START DOCUMENT SECTION

Tell me you've had this day.

All I did, from the time I got up, was repeat myself. It did no good. Nobody was listening. Nothing can possibly be more maddening.

My MIL and I spent a good twenty minutes this morning searching for my black cardigan sweater(s) which she had taken from the dryer and hung up, and which are now missing in the great black hole that is this fucking house. I watched her take it out of the dryer and hang it on a wire(!) hanger. I know that it is hanging on a wire hanger, somewhere, with great big poky spots in the shoulders. We searched all over the house:

MIL: Is it on the shelf?
Me: No, it's hanging on a wire hanger.
MIL: Did you look in your drawers?
Me: No, it's hanging on a wire hanger.
MIL: Did you look in your closet?
Me: Yes, it's not there.
MIL: Did you look in your closet?
Me: Yes. It's Not There.

ad nauseum, ad infinitum. We never found the sweater(s).

At school, it's the slump between Winter Break and Spring Break, when it's crappy and cold outside and all the kids have cabin fever or spring fever or something that makes them congenitally incapable of focusing for more than two seconds together.

Them: Can we watch our movie today?
Me: No, we have work to do.
Them: Are we going to watch our movie today?
Me: No, we have work to do.
Them: Hey, it's movie day!
Me: No, we have work to do.

and later,

Me: We're going to do Activities 11 and 14.
Them: blank looks
Me (again, this time in English): We're going to do Activities 11 and 14.
Them: pick noses
Me: You. Right there. What are you supposed to be doing right now?

END DOCUMENT SECTION

▸ YOUR TASKS
(1) Copy the part of the blog post that opens with the words containing "Them: Hey, it's" and closes with "doing right now?".
(2) In one to three sentences, explain why the kids at school could not focus, according to the blog post.
(3) In the blog post, how long did the writer and the MIL spend searching for the black cardigan sweater that morning?

START DATA LISTING

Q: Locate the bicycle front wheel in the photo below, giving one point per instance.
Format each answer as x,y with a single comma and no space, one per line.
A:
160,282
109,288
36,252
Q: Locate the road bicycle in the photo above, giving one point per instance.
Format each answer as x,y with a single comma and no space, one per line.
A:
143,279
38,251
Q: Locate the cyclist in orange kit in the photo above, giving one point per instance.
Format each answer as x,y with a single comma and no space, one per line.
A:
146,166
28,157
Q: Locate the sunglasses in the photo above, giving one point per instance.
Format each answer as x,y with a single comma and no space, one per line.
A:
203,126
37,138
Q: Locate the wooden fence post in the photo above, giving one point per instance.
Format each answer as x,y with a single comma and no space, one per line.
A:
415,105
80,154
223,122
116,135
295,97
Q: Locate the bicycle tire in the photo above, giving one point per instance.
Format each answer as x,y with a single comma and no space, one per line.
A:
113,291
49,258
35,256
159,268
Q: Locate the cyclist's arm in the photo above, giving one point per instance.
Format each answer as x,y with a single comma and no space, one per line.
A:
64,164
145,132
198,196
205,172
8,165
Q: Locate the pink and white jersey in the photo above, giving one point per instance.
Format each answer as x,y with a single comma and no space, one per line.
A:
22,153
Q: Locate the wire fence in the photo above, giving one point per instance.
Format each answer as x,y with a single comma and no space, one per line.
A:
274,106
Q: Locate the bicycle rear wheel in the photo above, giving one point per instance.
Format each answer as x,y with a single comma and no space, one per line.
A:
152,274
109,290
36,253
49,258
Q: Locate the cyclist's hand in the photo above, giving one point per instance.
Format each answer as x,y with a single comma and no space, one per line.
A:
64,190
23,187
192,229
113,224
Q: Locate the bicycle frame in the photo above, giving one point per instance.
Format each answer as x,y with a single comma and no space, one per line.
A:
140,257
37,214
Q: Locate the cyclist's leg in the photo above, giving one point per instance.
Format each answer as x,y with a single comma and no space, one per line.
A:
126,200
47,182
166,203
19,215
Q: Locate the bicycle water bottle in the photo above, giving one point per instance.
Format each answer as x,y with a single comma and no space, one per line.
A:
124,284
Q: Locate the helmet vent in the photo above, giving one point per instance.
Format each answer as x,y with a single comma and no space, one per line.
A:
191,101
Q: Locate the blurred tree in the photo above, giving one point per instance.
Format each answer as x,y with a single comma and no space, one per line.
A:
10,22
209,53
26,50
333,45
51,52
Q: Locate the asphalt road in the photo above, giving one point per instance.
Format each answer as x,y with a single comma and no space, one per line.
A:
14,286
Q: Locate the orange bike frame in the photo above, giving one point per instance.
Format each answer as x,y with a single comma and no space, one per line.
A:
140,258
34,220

END DATA LISTING

▸ ANSWERS TO THE PROBLEMS
(1)
Them: Hey, it's movie day!
Me: No, we have work to do.

and later,

Me: We're going to do Activities 11 and 14.
Them: blank looks
Me (again, this time in English): We're going to do Activities 11 and 14.
Them: pick noses
Me: You. Right there. What are you supposed to be doing right now?

(2) It was the slump between Winter Break and Spring Break, when it was crappy and cold outside. All the kids had cabin fever or spring fever or something similar, which made them unable to focus for more than two seconds together.

(3) A good twenty minutes.